• Requirement:
Extract the material word for word, everything from its first line down to and including the line containing "96L230 95L227 95L225".

(Annotation dataset entries)

+---+

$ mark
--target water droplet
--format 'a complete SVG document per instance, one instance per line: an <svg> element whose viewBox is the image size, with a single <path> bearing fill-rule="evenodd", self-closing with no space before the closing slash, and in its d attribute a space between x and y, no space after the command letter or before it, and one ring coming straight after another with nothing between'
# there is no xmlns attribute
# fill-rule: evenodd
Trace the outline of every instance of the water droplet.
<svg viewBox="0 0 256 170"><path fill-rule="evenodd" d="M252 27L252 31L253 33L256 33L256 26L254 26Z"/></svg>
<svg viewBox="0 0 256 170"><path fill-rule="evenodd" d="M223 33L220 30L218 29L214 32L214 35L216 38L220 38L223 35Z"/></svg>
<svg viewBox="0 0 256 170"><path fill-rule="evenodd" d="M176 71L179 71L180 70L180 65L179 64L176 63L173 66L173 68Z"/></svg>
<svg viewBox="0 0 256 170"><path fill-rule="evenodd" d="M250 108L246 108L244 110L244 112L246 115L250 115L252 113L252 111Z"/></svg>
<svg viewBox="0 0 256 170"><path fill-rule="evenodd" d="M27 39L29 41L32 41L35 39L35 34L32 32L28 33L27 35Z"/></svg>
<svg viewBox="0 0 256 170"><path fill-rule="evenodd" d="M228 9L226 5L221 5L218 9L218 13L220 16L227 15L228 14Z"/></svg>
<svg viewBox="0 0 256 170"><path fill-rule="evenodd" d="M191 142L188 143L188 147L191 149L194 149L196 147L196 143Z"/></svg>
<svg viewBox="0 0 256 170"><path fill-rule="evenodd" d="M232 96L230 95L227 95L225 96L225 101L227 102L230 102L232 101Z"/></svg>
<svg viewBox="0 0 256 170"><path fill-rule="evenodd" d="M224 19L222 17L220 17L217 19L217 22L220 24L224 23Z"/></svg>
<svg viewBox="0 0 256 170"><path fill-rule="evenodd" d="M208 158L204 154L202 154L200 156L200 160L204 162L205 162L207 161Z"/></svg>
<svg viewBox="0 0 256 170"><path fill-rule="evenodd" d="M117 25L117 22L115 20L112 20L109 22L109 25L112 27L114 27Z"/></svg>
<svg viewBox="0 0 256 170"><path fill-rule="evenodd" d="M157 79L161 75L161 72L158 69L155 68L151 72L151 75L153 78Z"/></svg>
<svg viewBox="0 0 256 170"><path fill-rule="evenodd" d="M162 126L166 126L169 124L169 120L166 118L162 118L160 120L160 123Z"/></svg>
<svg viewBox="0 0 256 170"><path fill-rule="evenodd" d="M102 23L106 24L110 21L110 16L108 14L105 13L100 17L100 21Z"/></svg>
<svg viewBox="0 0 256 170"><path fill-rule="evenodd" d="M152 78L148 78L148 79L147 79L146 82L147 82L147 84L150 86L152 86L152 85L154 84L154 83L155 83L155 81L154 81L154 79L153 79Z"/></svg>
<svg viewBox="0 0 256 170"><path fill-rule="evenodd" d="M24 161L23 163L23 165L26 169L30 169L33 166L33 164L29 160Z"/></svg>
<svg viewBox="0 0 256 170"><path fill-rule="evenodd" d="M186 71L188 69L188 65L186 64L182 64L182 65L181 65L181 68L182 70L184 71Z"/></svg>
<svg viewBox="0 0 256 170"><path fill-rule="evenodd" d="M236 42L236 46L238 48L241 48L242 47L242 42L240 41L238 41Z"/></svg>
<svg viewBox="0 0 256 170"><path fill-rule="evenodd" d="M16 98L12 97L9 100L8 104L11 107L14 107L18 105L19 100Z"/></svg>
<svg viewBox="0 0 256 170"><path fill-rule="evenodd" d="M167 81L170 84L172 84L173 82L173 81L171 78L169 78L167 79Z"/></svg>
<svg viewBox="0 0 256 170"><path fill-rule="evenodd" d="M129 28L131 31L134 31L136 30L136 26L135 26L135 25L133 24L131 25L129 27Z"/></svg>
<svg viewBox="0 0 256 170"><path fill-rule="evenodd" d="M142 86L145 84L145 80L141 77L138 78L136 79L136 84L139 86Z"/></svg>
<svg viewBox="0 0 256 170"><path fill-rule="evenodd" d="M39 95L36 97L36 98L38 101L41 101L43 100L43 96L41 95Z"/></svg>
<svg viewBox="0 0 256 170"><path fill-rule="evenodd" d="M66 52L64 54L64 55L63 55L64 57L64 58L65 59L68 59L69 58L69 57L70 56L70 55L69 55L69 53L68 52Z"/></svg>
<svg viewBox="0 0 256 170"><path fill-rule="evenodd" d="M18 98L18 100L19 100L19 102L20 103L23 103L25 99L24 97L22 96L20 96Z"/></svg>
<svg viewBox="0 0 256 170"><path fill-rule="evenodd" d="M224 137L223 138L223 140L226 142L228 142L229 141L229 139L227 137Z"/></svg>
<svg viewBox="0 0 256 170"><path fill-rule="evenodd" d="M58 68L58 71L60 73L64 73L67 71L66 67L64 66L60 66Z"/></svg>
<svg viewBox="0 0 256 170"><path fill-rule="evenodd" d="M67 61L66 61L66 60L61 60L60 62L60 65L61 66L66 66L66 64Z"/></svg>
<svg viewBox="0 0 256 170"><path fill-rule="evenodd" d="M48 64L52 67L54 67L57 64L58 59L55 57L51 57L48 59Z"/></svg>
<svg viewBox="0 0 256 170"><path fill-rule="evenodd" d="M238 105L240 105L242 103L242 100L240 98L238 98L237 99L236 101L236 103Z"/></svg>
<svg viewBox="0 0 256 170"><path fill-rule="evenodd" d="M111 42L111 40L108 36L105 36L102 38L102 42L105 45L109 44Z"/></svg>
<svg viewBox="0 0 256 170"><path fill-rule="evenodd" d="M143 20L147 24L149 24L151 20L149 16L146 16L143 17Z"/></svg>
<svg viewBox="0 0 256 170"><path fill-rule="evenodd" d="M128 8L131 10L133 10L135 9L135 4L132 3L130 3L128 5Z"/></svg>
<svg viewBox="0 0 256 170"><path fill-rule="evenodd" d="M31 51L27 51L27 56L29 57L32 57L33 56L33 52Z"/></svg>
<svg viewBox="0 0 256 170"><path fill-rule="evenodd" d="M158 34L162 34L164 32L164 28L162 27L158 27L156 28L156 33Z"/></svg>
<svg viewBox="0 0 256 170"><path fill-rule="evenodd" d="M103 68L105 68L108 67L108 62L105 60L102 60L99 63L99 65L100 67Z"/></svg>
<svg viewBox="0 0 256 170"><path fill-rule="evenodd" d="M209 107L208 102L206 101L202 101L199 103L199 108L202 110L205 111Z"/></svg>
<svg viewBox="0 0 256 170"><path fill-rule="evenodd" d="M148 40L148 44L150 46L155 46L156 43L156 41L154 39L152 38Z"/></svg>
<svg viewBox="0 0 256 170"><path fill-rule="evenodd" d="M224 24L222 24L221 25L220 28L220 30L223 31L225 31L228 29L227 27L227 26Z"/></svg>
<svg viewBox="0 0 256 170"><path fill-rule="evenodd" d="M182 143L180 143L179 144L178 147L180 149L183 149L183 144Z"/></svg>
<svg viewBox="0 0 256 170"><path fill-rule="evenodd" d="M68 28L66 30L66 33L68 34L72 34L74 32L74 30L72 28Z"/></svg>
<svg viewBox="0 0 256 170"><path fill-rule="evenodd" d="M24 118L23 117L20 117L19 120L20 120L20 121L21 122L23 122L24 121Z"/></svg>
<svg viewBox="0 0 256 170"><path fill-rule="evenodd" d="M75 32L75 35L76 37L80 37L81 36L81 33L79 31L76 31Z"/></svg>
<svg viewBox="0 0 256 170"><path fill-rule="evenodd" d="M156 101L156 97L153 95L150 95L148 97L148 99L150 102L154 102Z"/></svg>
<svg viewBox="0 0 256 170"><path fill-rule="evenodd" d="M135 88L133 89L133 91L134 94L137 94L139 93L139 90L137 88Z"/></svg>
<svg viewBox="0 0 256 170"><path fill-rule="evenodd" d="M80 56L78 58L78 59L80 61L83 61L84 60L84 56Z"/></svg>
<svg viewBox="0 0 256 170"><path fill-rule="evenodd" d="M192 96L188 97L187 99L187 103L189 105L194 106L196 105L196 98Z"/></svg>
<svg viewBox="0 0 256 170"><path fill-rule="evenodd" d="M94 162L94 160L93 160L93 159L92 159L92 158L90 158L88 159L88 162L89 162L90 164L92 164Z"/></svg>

+---+

• Solution to the problem:
$ mark
--target water droplet
--format 'a complete SVG document per instance, one instance per line: an <svg> element whose viewBox is the image size, with a single <path> bearing fill-rule="evenodd", self-closing with no space before the closing slash, and in its d attribute a space between x and y, no space after the command letter or before it, and one ring coming straight after another with nothing between'
# there is no xmlns attribute
# fill-rule: evenodd
Trace the outline of every instance of the water droplet.
<svg viewBox="0 0 256 170"><path fill-rule="evenodd" d="M252 27L252 31L253 33L256 33L256 26L254 26Z"/></svg>
<svg viewBox="0 0 256 170"><path fill-rule="evenodd" d="M223 33L220 30L218 29L214 32L214 35L216 38L220 38L223 35Z"/></svg>
<svg viewBox="0 0 256 170"><path fill-rule="evenodd" d="M176 71L179 71L180 70L180 65L179 64L176 63L173 66L173 68Z"/></svg>
<svg viewBox="0 0 256 170"><path fill-rule="evenodd" d="M250 108L246 108L244 110L244 112L246 115L250 115L252 113L252 111Z"/></svg>
<svg viewBox="0 0 256 170"><path fill-rule="evenodd" d="M27 39L29 41L32 41L35 39L35 34L32 32L28 33L27 35Z"/></svg>
<svg viewBox="0 0 256 170"><path fill-rule="evenodd" d="M228 9L226 5L221 5L218 9L218 13L220 16L227 15L228 14Z"/></svg>
<svg viewBox="0 0 256 170"><path fill-rule="evenodd" d="M191 142L188 143L188 147L191 149L194 149L196 147L196 143Z"/></svg>
<svg viewBox="0 0 256 170"><path fill-rule="evenodd" d="M232 96L230 95L227 95L225 96L225 101L227 102L230 102L232 101Z"/></svg>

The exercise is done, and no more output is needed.